| Problem details |
Reproduce the records below in their entirety, character for character.

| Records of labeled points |
-- begin --

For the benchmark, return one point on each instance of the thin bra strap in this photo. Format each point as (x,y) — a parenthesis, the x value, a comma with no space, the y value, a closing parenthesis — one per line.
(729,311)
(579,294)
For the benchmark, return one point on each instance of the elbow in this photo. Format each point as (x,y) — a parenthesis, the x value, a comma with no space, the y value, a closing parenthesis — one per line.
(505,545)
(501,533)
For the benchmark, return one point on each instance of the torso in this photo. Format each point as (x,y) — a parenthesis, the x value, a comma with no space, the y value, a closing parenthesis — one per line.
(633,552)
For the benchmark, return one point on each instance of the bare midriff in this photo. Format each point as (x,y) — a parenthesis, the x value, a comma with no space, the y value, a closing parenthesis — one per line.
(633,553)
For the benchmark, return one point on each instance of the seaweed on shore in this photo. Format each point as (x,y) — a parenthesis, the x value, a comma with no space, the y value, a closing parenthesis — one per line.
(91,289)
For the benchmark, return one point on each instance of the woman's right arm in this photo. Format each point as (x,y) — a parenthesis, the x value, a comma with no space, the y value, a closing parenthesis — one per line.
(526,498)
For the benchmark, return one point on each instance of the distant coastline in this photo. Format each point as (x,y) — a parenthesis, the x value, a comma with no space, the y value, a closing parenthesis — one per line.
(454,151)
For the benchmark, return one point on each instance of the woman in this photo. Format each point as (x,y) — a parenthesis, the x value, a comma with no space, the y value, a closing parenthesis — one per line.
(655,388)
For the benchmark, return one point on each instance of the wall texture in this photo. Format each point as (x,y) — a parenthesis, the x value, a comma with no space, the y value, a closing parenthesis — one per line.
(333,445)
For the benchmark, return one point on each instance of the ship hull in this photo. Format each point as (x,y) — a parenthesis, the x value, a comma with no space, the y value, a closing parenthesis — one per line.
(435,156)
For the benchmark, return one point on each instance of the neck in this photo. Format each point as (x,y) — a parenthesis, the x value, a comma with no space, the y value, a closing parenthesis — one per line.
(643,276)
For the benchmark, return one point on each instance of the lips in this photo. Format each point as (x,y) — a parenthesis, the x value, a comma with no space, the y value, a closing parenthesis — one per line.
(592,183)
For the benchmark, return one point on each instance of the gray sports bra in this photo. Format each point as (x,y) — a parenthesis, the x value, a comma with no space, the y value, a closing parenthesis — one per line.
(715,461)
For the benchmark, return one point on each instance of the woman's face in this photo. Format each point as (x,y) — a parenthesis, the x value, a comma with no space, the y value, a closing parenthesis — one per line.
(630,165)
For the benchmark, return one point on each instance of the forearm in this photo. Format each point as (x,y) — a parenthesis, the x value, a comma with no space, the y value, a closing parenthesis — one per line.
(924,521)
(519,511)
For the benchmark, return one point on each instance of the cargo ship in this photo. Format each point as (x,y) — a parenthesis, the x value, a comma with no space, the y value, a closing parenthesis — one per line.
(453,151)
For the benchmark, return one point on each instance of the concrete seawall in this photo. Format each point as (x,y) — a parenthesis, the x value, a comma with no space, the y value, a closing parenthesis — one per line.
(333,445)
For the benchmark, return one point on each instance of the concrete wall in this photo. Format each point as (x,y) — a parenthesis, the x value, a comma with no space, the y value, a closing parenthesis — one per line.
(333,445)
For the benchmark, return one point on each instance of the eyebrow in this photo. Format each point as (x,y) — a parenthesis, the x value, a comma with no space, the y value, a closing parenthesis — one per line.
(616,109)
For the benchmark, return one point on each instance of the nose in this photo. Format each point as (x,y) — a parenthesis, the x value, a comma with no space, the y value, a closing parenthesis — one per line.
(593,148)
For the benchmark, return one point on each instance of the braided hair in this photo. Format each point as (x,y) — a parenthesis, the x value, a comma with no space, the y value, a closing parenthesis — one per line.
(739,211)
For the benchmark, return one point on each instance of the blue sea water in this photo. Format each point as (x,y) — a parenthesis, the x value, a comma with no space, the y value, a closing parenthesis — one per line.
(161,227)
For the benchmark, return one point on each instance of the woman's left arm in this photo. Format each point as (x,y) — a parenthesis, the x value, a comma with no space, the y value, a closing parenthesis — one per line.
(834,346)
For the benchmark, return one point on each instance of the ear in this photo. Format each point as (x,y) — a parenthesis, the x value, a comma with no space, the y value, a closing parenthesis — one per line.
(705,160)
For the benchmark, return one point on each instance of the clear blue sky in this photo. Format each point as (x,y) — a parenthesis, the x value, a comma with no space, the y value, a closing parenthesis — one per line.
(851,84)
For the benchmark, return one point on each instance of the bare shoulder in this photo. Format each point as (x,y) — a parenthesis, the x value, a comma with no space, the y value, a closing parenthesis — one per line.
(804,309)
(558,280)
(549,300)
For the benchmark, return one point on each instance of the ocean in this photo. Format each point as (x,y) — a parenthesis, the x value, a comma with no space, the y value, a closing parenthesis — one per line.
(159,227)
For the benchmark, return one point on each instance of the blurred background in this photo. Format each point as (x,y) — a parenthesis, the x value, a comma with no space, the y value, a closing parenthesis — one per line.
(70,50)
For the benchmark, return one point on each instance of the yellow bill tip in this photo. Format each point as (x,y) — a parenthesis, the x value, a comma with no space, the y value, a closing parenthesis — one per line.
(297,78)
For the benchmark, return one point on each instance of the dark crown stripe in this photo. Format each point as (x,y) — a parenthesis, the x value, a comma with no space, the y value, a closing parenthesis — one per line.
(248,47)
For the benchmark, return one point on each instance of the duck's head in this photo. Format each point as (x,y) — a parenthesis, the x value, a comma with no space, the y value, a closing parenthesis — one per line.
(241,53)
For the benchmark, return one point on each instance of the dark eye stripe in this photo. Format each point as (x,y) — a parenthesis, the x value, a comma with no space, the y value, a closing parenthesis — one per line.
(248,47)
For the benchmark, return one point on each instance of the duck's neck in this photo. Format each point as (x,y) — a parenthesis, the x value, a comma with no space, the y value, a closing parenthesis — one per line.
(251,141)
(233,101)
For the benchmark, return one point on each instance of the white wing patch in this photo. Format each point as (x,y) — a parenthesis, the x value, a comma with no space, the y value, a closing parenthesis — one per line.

-- end --

| Output below |
For the benchmark, return one point on each instance of the thin bra strap in this photo. Format each point as (x,y) — a parenthesis, the x value, a comma with no space, the y value, a closing parenthesis — one per line.
(729,311)
(579,294)
For the benchmark, return one point on each instance of the elbow in this photo. Format each point as (x,y) — a parenthesis, the x value, a comma with no space, the y value, a closing parenthesis — one per line.
(505,545)
(501,533)
For the benchmark, return one point on each instance of the torso in this photo. Format each point as (x,y) — a parenthesis, the x value, a comma with no space, the y value, a closing parenthesis — one per line.
(633,552)
For the benchmark, return one point on each instance of the bare midriff in this photo. Format each point as (x,y) — a parenthesis, the x value, a comma with no space, the y value, a closing parenthesis — one per line.
(633,553)
For the benchmark, return one point on each instance of the seaweed on shore in this photo. Format each point as (x,y) — a parenthesis, the x value, a comma with no space, the y value, a closing parenthesis — one per line.
(91,289)
For the benchmark, return one point on each instance of the woman's right arm in this photo. Format each point as (x,y) — a parenthesis, the x value, a comma with no space, the y value, a closing parenthesis — one per line.
(526,498)
For the benchmark, return one point on each instance of the distant coastline in this photo. Format each point as (x,y) — a parenthesis, the x value, a comma with no space, the y value, a closing parenthesis — one per line.
(454,151)
For the benchmark, return one point on each instance of the woman in this photo. Format each point as (x,y) — a parenthesis, the x value, a comma with no space, the y value, a closing parenthesis — one per line.
(655,388)
For the benchmark, return one point on each instance of the wall texture in this photo. Format each point as (x,y) — a parenthesis, the x value, a comma with no space, the y value, a closing parenthesis — one per line.
(333,445)
For the benchmark, return one point on each instance of the ship hull in this photo. Format each point as (x,y) — a parenthesis, the x value, a comma with no space, the y value, a closing parenthesis — one per line.
(435,156)
For the benchmark, return one point on each instance of the neck in this photo. Format each point as (x,y) — a parenthesis, the x value, a comma with no space, the y value, a closing parenthesis — one per line.
(643,276)
For the benchmark, return one point on each instance of the lips in this photo. Format each point as (x,y) — a parenthesis, the x value, a comma with no space, the y value, a closing parenthesis — one per line.
(592,183)
For the benchmark, return one point on each instance of the gray sports bra in this photo. Format each point as (x,y) — a parenthesis, the x value, a comma with no space, the y value, a closing parenthesis — one per line.
(715,461)
For the benchmark, return one point on each instance of the woman's face in this photo. Format each point as (x,y) — a parenthesis, the x value, a comma with no space, the y value, a closing parenthesis — one per line.
(630,165)
For the benchmark, return one point on each instance of the forearm in this photo. Format each point as (x,y) — a parenthesis, the x value, a comma with no space, the y value, a closing parenthesis — one per line.
(924,521)
(519,511)
For the benchmark, return one point on each instance of the cargo ship in this photo. Format each point as (x,y) — a parenthesis, the x value, a comma with no space, the y value, a closing parenthesis — one per line.
(453,151)
For the benchmark, return one point on each instance of the concrete seawall in this photo. Format each point as (x,y) — a parenthesis, the x value, a comma with no space, the y value, a closing parenthesis — one per line.
(333,445)
For the benchmark, return one point on each instance of the concrete wall in this photo. Format each point as (x,y) — a parenthesis, the x value, a comma with no space, the y value, a closing parenthesis — one per line.
(333,445)
For the benchmark, return one point on each instance of the eyebrow in this photo. Format each point as (x,y) — a parenthesis, the x value, a comma with no space, the y value, a closing parenthesis — one per line.
(616,109)
For the benchmark, return one point on each instance of the nose in this photo. Format each point as (x,y) — a parenthesis, the x value, a comma with no space, the y value, a closing parenthesis — one per line.
(593,148)
For the benchmark, return one point on each instance of the braided hair in this photo. Format each point as (x,y) — a parenthesis, the x value, a comma with no space, the y value, a closing parenthesis — one per line.
(739,211)
For the benchmark, return one point on each instance of the blue sea water in this photo. Format each point as (x,y) — a parenthesis, the x value, a comma with no space, the y value, a closing parenthesis — one per line.
(161,227)
For the benchmark, return one point on each instance of the woman's left arm in this photo. Format each point as (x,y) — a parenthesis, the x value, a comma with no space, the y value, a closing parenthesis — one per line.
(834,346)
For the benchmark, return one point on each instance of the ear in this photo. Format each point as (x,y) — a parenthesis, the x value, a comma with no space, the y value, a closing parenthesis — one per line.
(705,160)
For the benchmark, return one point on each instance of the clear blue sky in this photo. Format each point as (x,y) — a parenthesis, the x value, a comma with no space, the y value, a closing parenthesis — one per line.
(851,84)
For the benchmark, return one point on each instance of the bare shoulder in this photo. Format each point as (x,y) — a parenthesis, the x value, a comma with no space, the y value, a closing parenthesis — one per line.
(804,309)
(558,280)
(549,300)
For the benchmark, return one point on each instance of the ocean in this photo. Format each point as (x,y) — a parenthesis, the x value, a comma with no space, the y value, a closing parenthesis — one per line.
(159,227)
For the benchmark, return one point on each instance of the blurred background in this photo. Format each point as (x,y) — a parenthesis, the x value, a comma with no space, the y value, a closing parenthesis — one per line.
(70,50)
For the benchmark, return one point on each instance of the yellow bill tip in this photo. Format each point as (x,y) — a parenthesis, the x value, a comma with no space, the y value, a closing parenthesis — one per line.
(297,78)
For the benchmark, return one point on each instance of the dark crown stripe in this photo. Format each point as (x,y) — a parenthesis, the x value, a comma with no space, the y value, a closing parenthesis — one per line.
(248,47)
For the benchmark, return one point on each instance of the duck's head in this photo. Format each point as (x,y) — a parenthesis, the x value, a comma with no space, the y value, a closing parenthesis — one per line.
(241,53)
For the benchmark, return one point on each instance of the dark eye stripe in this photo. Format each point as (x,y) — a parenthesis, the x value, a comma with no space, the y value, a closing parenthesis — one per line.
(248,47)
For the benchmark, return one point on each instance of the duck's neck in this photo. Format each point as (x,y) — a parenthesis, the x value, a comma with no space, the y value, a closing parenthesis — one per line.
(251,141)
(233,101)
For the benchmark, return one point on each instance of the white wing patch in this photo. Format each point as (x,y) — a parenthesis, the x value, a comma with no space, the y value, a closing parenthesis — one per line.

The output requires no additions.